* **INFORMATION SHOWN**

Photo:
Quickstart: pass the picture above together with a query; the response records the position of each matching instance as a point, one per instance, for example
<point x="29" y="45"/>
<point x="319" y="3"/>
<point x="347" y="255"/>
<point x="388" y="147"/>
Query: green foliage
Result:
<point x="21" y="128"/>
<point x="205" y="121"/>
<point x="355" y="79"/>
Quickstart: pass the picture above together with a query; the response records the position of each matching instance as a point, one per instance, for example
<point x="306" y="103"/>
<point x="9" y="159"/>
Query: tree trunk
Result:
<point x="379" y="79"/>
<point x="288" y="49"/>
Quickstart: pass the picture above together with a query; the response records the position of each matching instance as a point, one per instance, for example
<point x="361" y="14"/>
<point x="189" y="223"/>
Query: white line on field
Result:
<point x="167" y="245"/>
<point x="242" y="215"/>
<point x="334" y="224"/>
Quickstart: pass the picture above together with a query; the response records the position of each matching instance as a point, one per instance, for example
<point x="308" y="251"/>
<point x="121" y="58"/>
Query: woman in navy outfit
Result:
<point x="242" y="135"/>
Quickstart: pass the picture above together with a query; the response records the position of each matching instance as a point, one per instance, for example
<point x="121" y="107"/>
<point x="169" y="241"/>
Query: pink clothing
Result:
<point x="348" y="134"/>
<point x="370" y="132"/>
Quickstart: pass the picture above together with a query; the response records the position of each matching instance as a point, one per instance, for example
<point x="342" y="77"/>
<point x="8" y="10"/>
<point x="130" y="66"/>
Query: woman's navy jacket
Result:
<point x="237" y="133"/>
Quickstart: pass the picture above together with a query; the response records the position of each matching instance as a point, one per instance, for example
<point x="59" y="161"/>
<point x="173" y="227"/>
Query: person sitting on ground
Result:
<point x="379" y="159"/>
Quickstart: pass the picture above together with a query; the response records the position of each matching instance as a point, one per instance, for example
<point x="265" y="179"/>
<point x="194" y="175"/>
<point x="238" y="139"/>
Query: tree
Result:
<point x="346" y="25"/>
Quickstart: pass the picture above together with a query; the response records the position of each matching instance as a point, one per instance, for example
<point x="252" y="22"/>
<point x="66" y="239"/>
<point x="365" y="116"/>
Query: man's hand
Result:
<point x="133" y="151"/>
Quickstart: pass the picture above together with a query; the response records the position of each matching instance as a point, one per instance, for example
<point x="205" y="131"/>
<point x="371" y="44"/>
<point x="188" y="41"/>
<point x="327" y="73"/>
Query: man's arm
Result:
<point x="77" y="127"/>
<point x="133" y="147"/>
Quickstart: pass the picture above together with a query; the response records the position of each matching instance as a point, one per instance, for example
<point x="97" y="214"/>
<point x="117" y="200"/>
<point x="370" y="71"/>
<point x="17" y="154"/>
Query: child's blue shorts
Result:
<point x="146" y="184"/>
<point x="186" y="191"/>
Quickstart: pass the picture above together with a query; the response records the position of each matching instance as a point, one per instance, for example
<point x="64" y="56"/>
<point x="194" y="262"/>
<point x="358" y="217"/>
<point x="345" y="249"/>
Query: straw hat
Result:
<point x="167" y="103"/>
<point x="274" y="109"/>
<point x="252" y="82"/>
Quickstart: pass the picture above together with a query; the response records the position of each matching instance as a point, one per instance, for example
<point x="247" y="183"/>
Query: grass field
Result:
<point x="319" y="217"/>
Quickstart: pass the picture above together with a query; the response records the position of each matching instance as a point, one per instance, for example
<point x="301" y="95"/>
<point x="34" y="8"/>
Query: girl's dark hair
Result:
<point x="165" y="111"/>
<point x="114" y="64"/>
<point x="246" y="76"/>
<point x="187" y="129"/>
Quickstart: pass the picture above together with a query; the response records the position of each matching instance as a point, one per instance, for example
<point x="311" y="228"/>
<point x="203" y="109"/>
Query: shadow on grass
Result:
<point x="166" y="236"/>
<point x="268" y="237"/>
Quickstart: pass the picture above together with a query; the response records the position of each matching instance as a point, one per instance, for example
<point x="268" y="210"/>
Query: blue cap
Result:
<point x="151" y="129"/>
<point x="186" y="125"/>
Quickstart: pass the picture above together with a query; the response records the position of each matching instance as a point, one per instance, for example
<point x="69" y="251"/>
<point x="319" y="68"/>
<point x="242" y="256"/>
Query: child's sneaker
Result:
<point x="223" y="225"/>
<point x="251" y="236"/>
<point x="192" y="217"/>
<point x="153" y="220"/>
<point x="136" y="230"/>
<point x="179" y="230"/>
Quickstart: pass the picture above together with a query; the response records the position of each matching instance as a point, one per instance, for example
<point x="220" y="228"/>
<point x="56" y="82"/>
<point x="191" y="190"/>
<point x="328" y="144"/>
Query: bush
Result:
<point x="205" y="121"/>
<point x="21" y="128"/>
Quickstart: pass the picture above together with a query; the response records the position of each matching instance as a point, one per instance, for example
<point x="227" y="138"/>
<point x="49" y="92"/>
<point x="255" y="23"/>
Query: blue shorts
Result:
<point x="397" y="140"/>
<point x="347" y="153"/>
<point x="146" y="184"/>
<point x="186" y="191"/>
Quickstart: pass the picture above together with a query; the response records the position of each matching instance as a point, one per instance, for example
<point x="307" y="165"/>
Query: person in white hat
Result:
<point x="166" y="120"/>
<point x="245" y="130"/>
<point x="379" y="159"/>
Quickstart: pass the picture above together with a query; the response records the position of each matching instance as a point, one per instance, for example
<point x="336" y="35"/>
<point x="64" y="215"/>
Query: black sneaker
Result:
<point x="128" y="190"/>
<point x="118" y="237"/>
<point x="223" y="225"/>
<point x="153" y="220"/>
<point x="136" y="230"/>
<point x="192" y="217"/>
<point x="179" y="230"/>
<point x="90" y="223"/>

* **EXERCISE GOAL**
All the data must be duplicated exactly, with nothing added or removed.

* **OUTPUT FOR THIS TASK**
Photo:
Quickstart: pass the picture above together with a query; the response records the position of each matching instance as a point, one per instance, for example
<point x="29" y="45"/>
<point x="319" y="3"/>
<point x="347" y="255"/>
<point x="388" y="147"/>
Query: green foliage
Result:
<point x="21" y="128"/>
<point x="205" y="121"/>
<point x="355" y="79"/>
Quickstart: pass the picture above together with a query; the response records the position of each matching instance as a point, one per instance, for example
<point x="306" y="103"/>
<point x="9" y="159"/>
Query: tree trunk
Result:
<point x="379" y="79"/>
<point x="288" y="49"/>
Quickstart: pass the picture above together with a query; the response records the position of each matching instance as a point, one per instance, for example
<point x="361" y="14"/>
<point x="189" y="223"/>
Query: white line on field
Result:
<point x="167" y="245"/>
<point x="242" y="215"/>
<point x="334" y="224"/>
Quickstart: pass the picture above together with a query; the response records the position of each matching instance as a point, one per instance, for example
<point x="308" y="251"/>
<point x="121" y="58"/>
Query: woman in navy outfit
Result:
<point x="242" y="135"/>
Quickstart: pass the picture above together with a query; the response records the position of each matching instance as a point, one per instance, for example
<point x="121" y="107"/>
<point x="169" y="241"/>
Query: pink clothing
Result:
<point x="348" y="134"/>
<point x="370" y="132"/>
Quickstart: pass the picture above together with a query; the response records the position of each matching instance as a point, one per instance, for example
<point x="342" y="77"/>
<point x="8" y="10"/>
<point x="130" y="66"/>
Query: woman's navy jacket
Result:
<point x="237" y="133"/>
Quickstart: pass the picture above together with a query; the response records the position of each matching instance as a point, one per instance, for example
<point x="59" y="161"/>
<point x="173" y="227"/>
Query: person sitting on ground
Result:
<point x="379" y="159"/>
Quickstart: pass the picture above together with a query; the response records the position of each matching instance as a point, one per instance, for example
<point x="265" y="179"/>
<point x="194" y="175"/>
<point x="238" y="139"/>
Query: tree
Result:
<point x="346" y="25"/>
Quickstart: pass the picture above together with a query; the response records the position of each matching instance as a point, one per instance, for example
<point x="252" y="22"/>
<point x="66" y="239"/>
<point x="365" y="116"/>
Query: man's hand
Result:
<point x="133" y="151"/>
Quickstart: pass the picture above together with a query; the response records the position of each matching instance as a point, one per instance, for example
<point x="205" y="131"/>
<point x="371" y="44"/>
<point x="188" y="41"/>
<point x="327" y="73"/>
Query: man's arm
Result:
<point x="77" y="127"/>
<point x="133" y="147"/>
Quickstart: pass the picture above together with a query; the response records the position of each matching instance as a point, one per instance, for example
<point x="97" y="214"/>
<point x="117" y="200"/>
<point x="370" y="71"/>
<point x="17" y="154"/>
Query: child's blue shorts
Result:
<point x="146" y="184"/>
<point x="186" y="191"/>
Quickstart: pass the picture above together with a query; the response records the position of each matching instance as a point, one per instance, for example
<point x="64" y="56"/>
<point x="194" y="262"/>
<point x="358" y="217"/>
<point x="345" y="249"/>
Query: straw hat
Result:
<point x="167" y="103"/>
<point x="274" y="109"/>
<point x="252" y="82"/>
Quickstart: pass the picture above together with a query; the response records the position of each matching instance as a point, one per instance, for example
<point x="247" y="183"/>
Query: grass field
Result:
<point x="319" y="217"/>
Quickstart: pass the picture above together with a query; the response records the position of each matching instance as a point, one per instance, for example
<point x="301" y="95"/>
<point x="34" y="8"/>
Query: girl's dark hair
Result:
<point x="165" y="111"/>
<point x="114" y="64"/>
<point x="246" y="76"/>
<point x="187" y="129"/>
Quickstart: pass the picture above together with a query; the response records the position of each matching instance as a point, one per instance, for example
<point x="311" y="228"/>
<point x="203" y="109"/>
Query: shadow on grass
Result:
<point x="166" y="236"/>
<point x="268" y="237"/>
Quickstart: pass the picture above together with a query; the response records the position of each matching instance as a point, one per instance, for example
<point x="268" y="210"/>
Query: blue cap
Result:
<point x="151" y="129"/>
<point x="186" y="125"/>
Quickstart: pass the picture above together with a query; the response records the position of each matching instance as a point, one per instance, for example
<point x="69" y="251"/>
<point x="319" y="68"/>
<point x="242" y="256"/>
Query: child's sneaker
Result:
<point x="223" y="225"/>
<point x="251" y="236"/>
<point x="192" y="217"/>
<point x="153" y="220"/>
<point x="136" y="230"/>
<point x="179" y="230"/>
Quickstart: pass the picture above together with a query; the response records the position of each matching instance as a point, one per instance, for example
<point x="220" y="228"/>
<point x="56" y="82"/>
<point x="191" y="190"/>
<point x="328" y="144"/>
Query: bush
Result:
<point x="205" y="121"/>
<point x="21" y="128"/>
Quickstart: pass the picture above together with a query; the response records the position of each matching instance as a point, one per instance, for example
<point x="227" y="138"/>
<point x="49" y="92"/>
<point x="255" y="23"/>
Query: blue shorts
Result:
<point x="397" y="140"/>
<point x="347" y="153"/>
<point x="146" y="184"/>
<point x="186" y="191"/>
Quickstart: pass the picture above together with a query; the response records the position of each matching instance as a point, one per instance, for example
<point x="307" y="165"/>
Query: person in white hat
Result:
<point x="166" y="120"/>
<point x="245" y="130"/>
<point x="379" y="159"/>
Quickstart: pass the picture above together with a query; the response records the position of each matching instance as a point, one per instance, for example
<point x="336" y="35"/>
<point x="64" y="215"/>
Query: black sneaker
Result:
<point x="128" y="190"/>
<point x="118" y="237"/>
<point x="223" y="225"/>
<point x="153" y="220"/>
<point x="136" y="230"/>
<point x="192" y="217"/>
<point x="179" y="230"/>
<point x="90" y="223"/>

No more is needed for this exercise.